■ Data records ■

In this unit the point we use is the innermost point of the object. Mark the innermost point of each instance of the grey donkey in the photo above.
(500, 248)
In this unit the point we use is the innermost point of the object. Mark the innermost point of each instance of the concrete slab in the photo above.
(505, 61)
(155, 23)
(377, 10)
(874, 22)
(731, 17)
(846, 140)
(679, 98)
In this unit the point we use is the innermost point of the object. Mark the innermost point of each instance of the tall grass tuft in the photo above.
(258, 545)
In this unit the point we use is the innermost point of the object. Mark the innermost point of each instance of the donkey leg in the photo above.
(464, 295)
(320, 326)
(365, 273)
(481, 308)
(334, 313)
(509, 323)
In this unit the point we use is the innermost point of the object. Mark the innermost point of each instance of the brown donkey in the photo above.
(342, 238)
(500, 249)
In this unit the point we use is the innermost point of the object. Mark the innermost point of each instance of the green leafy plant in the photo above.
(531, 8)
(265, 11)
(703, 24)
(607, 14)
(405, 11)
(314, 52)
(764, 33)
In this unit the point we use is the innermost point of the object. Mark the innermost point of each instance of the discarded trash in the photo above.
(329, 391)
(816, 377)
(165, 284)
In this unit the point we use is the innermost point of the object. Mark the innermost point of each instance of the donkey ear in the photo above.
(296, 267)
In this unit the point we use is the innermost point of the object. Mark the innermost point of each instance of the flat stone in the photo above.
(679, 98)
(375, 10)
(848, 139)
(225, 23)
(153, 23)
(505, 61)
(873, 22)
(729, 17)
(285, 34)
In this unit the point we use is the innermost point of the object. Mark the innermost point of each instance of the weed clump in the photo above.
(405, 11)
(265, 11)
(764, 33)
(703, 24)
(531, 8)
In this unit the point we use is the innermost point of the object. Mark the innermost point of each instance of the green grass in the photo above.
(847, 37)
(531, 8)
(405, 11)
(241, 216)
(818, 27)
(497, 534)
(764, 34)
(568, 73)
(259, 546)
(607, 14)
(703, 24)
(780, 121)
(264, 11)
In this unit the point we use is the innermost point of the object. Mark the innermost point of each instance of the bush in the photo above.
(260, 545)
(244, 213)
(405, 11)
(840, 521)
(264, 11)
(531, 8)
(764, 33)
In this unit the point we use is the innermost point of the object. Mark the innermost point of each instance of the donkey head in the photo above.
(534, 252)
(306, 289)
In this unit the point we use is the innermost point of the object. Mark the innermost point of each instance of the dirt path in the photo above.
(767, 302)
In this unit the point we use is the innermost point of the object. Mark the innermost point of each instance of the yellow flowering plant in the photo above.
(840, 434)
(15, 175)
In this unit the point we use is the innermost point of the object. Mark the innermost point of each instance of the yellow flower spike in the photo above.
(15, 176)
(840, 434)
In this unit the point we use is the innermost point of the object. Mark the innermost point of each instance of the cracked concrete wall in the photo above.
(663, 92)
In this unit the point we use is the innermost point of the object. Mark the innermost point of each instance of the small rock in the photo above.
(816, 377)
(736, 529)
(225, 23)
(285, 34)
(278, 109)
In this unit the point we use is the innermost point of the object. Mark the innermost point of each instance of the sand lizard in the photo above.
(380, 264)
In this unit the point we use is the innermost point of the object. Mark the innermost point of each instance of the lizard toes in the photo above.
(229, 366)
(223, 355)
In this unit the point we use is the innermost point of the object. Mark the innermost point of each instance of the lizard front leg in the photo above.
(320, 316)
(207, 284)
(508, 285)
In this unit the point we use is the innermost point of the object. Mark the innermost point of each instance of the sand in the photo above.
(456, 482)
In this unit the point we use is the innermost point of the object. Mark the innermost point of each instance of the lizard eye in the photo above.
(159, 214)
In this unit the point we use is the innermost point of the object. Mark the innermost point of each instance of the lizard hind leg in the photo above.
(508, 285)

■ Problem requirements ■
Copy only the stretch running from the line containing "sand in the photo above." to the final line of the entries, both ends included, exactly as it stands.

■ Response below ■
In this unit the point we use is the innermost point of the object. Mark the innermost point of each instance of the sand in the photo above.
(456, 482)
In this unit the point we use is the innermost point of the object. Mark the innermost point of each instance of the lizard eye in the photo above.
(159, 214)
In this unit the point we use is the innermost point of the object. Mark the innermost point of each instance of the lizard hind leg in the photo above.
(508, 285)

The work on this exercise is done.